— Task —
Your answer should be only the lines below from the one with "In this exercise you will indicate every instance of the car" to the one with "the black leggings", repeated exactly, ends included.

— Data records —
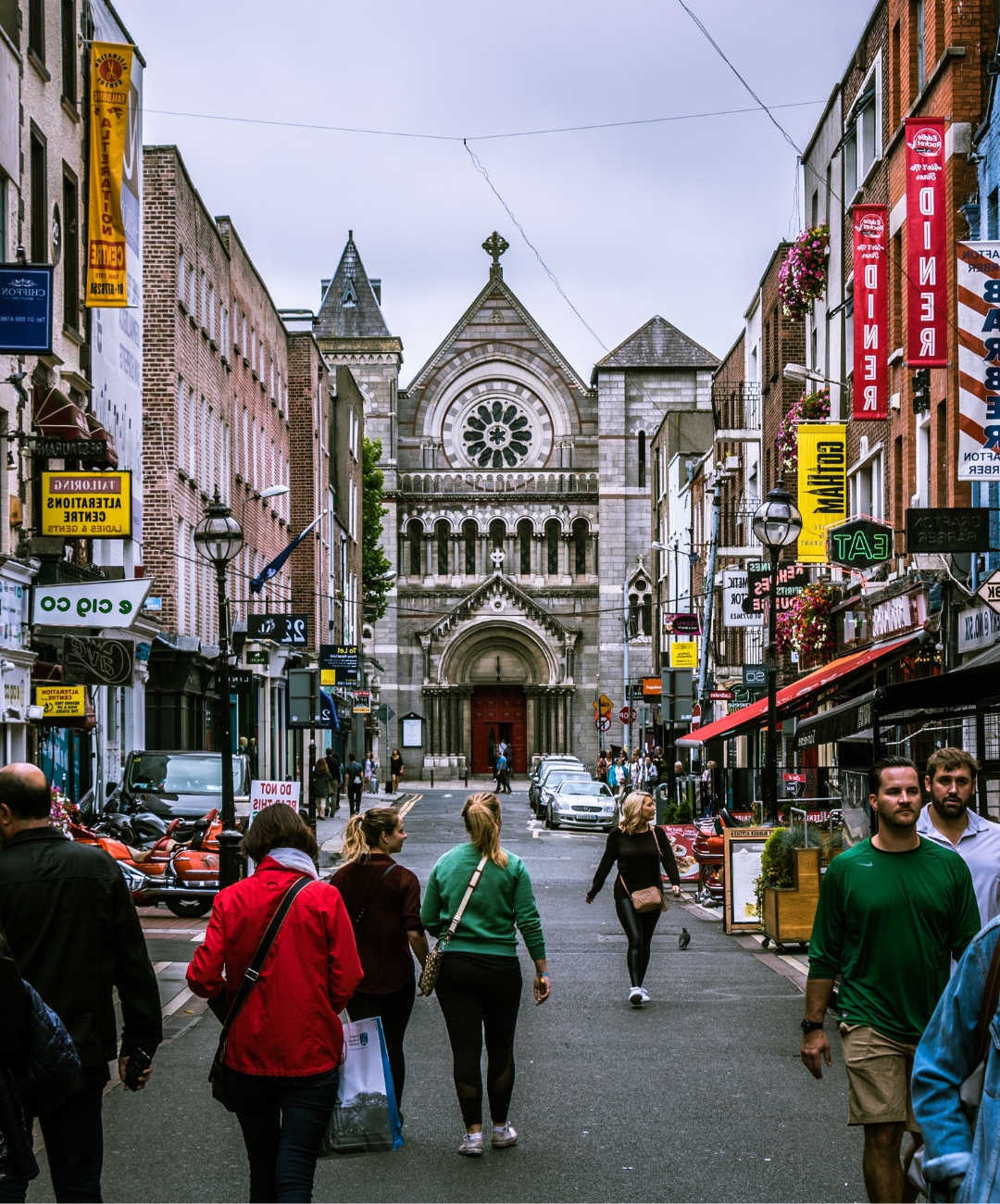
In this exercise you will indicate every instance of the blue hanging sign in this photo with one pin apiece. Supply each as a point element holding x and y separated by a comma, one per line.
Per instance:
<point>25,309</point>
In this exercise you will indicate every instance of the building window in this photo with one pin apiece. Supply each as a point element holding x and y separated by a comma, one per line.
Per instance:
<point>39,199</point>
<point>553,546</point>
<point>70,252</point>
<point>416,533</point>
<point>444,540</point>
<point>69,52</point>
<point>581,536</point>
<point>469,537</point>
<point>36,31</point>
<point>525,538</point>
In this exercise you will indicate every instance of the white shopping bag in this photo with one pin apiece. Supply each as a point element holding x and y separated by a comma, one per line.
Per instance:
<point>365,1119</point>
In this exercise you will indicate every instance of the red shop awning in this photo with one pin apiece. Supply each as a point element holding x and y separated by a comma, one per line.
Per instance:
<point>756,714</point>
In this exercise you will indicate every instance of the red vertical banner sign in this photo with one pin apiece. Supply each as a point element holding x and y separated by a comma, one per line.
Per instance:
<point>927,240</point>
<point>871,312</point>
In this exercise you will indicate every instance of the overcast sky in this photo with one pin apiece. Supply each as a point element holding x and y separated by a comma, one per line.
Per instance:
<point>677,218</point>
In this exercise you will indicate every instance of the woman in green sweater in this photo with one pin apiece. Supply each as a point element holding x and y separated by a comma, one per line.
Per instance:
<point>479,986</point>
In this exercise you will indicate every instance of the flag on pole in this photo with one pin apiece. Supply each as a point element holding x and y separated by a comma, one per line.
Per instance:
<point>278,562</point>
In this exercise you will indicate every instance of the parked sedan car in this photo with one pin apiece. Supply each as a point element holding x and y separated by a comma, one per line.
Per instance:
<point>578,803</point>
<point>555,771</point>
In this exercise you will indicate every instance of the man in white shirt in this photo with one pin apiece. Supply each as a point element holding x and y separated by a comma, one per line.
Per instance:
<point>951,783</point>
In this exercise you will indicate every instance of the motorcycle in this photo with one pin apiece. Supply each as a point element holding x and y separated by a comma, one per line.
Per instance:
<point>181,874</point>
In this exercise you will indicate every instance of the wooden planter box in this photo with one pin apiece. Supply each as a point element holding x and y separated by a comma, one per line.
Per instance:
<point>790,910</point>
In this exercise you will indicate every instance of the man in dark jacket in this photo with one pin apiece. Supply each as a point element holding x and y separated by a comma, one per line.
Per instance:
<point>75,935</point>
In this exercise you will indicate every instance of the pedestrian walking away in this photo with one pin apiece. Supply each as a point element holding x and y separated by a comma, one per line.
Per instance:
<point>354,777</point>
<point>283,1051</point>
<point>959,1160</point>
<point>396,770</point>
<point>951,785</point>
<point>893,911</point>
<point>75,937</point>
<point>382,901</point>
<point>638,849</point>
<point>479,985</point>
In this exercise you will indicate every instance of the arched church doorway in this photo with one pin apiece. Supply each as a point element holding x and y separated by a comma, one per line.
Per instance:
<point>498,713</point>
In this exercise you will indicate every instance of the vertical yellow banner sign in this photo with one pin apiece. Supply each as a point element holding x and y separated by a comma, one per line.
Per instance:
<point>111,67</point>
<point>822,486</point>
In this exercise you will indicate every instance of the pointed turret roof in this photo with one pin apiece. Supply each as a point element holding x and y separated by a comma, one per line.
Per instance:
<point>349,307</point>
<point>658,345</point>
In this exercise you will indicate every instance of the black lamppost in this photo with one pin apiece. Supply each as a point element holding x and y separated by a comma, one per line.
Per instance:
<point>776,524</point>
<point>219,537</point>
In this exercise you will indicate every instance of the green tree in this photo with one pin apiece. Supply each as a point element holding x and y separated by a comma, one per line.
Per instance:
<point>374,564</point>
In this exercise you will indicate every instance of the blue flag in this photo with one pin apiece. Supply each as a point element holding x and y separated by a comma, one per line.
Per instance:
<point>277,564</point>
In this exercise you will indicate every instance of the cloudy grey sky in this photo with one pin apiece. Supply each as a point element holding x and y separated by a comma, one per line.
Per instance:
<point>677,218</point>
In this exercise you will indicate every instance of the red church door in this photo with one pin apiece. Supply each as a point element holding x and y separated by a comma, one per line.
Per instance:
<point>498,713</point>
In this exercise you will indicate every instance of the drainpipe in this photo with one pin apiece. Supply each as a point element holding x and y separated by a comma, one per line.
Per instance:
<point>706,621</point>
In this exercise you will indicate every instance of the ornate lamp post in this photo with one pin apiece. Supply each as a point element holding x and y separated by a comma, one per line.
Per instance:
<point>776,524</point>
<point>219,537</point>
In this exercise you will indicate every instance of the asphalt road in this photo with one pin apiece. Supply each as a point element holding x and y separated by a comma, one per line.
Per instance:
<point>699,1096</point>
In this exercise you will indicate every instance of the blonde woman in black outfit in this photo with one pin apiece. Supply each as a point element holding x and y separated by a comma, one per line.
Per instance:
<point>638,847</point>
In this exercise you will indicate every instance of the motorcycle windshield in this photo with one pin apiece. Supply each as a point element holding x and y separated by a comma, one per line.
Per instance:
<point>163,773</point>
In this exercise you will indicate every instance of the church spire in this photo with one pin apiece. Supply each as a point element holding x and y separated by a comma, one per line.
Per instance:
<point>496,245</point>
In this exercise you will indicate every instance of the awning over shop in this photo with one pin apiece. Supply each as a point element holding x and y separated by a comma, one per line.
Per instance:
<point>792,696</point>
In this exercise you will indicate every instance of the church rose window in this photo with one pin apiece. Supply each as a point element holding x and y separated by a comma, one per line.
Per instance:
<point>497,436</point>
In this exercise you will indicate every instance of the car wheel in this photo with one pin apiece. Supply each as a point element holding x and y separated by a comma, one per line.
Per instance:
<point>189,909</point>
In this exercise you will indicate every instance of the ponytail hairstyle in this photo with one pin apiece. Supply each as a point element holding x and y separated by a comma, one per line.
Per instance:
<point>364,832</point>
<point>481,814</point>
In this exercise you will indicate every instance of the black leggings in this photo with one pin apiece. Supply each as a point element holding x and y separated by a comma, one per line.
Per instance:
<point>476,996</point>
<point>639,928</point>
<point>394,1010</point>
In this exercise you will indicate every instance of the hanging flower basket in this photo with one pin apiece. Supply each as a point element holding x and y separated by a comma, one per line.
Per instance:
<point>806,626</point>
<point>811,408</point>
<point>803,276</point>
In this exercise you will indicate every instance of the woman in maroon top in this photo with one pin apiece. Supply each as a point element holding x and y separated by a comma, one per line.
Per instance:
<point>382,901</point>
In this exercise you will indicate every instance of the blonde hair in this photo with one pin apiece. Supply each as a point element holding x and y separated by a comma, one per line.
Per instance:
<point>481,814</point>
<point>364,832</point>
<point>631,813</point>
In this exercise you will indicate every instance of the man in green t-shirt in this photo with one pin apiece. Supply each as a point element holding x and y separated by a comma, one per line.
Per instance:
<point>893,911</point>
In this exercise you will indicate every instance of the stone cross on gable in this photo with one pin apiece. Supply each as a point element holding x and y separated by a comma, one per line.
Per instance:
<point>496,245</point>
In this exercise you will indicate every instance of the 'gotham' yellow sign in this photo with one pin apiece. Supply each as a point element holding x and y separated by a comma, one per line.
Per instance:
<point>87,505</point>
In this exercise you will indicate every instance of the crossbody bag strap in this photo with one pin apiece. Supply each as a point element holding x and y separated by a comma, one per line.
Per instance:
<point>988,1007</point>
<point>374,891</point>
<point>253,971</point>
<point>464,904</point>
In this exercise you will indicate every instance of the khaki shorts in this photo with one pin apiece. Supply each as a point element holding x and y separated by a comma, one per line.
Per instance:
<point>879,1071</point>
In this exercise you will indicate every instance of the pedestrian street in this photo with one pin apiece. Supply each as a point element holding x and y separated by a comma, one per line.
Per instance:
<point>698,1096</point>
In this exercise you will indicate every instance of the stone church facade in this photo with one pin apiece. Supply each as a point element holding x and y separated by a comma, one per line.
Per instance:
<point>518,520</point>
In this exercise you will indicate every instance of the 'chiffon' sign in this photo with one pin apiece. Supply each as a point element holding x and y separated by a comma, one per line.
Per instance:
<point>927,240</point>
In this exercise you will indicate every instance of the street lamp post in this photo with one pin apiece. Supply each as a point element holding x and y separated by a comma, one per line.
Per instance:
<point>219,537</point>
<point>776,524</point>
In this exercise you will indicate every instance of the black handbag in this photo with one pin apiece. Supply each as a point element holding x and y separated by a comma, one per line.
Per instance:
<point>219,1075</point>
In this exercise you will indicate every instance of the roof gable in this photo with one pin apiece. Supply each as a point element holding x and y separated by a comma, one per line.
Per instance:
<point>658,345</point>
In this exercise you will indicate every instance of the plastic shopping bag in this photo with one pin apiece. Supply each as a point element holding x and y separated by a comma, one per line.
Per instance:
<point>365,1119</point>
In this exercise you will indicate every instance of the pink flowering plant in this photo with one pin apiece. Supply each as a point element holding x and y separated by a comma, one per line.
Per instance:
<point>803,276</point>
<point>811,408</point>
<point>806,626</point>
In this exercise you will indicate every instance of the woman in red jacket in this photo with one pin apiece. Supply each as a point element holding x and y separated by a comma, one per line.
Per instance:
<point>284,1047</point>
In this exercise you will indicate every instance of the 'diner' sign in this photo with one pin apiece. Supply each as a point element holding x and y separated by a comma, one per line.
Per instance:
<point>264,794</point>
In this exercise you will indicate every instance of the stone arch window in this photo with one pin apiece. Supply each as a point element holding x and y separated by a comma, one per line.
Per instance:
<point>443,533</point>
<point>469,536</point>
<point>581,540</point>
<point>553,546</point>
<point>416,534</point>
<point>525,537</point>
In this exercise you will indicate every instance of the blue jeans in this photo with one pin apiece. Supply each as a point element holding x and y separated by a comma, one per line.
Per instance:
<point>283,1121</point>
<point>73,1139</point>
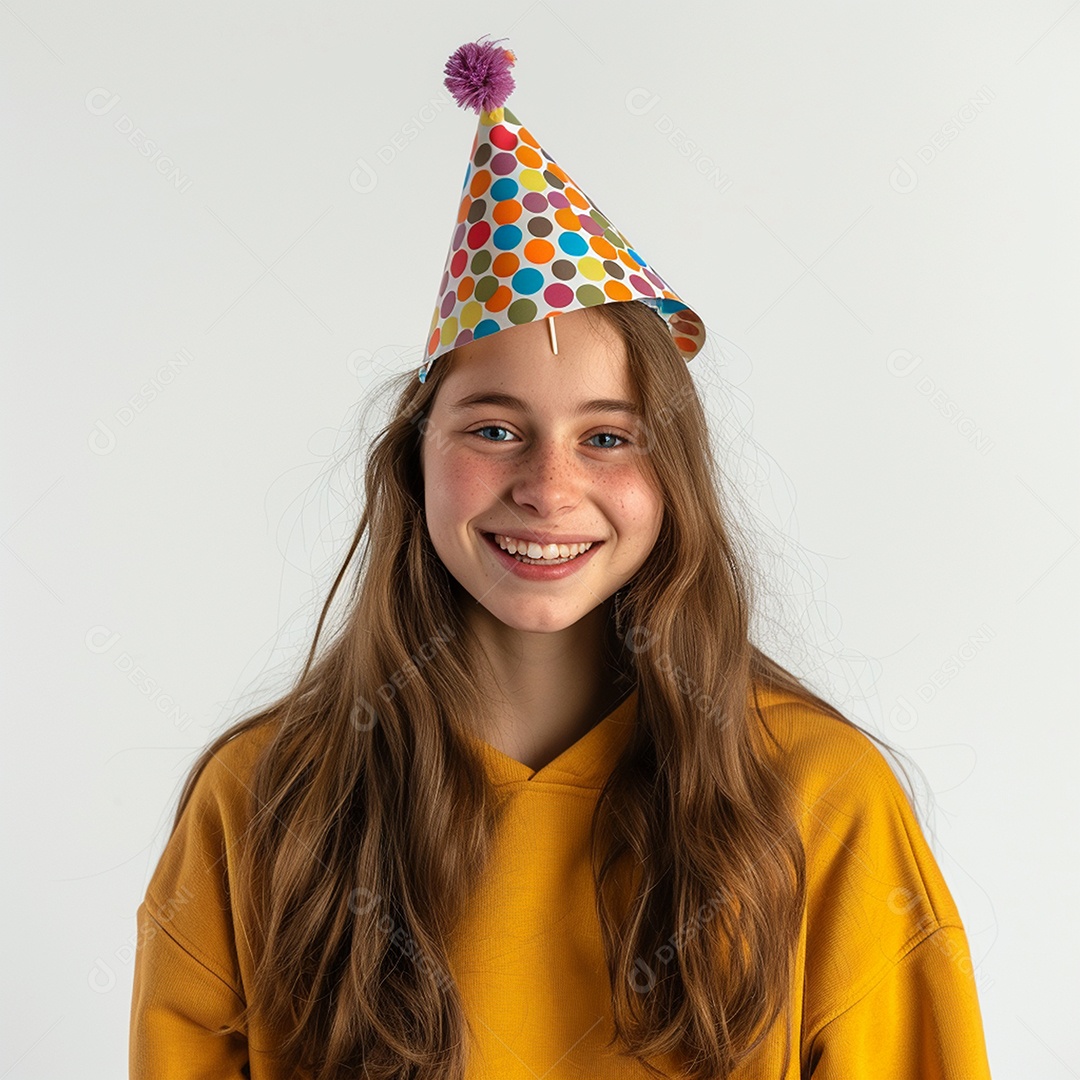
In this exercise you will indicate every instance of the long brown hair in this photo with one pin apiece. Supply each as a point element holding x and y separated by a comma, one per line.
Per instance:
<point>364,793</point>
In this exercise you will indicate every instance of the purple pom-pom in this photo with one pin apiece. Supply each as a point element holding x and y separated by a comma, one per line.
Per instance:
<point>477,75</point>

— Task solution —
In this exercise you will indicate every instance of the car wheel in this photo with one pin apiece. Supply each as a point element holding x and y separated by a comma, one per line.
Per instance:
<point>189,909</point>
In this exercise you will indicate every instance of the ponytail hairstyle in this photo with one pin apiece. Supply each as a point element holding x and y separated by a comma, one per line.
Per instance:
<point>364,832</point>
<point>481,814</point>
In this exercise you will indicate every instance of the black leggings in this photo with one pin apiece. Supply each as a point element holding x and y separated by a comma, one per line.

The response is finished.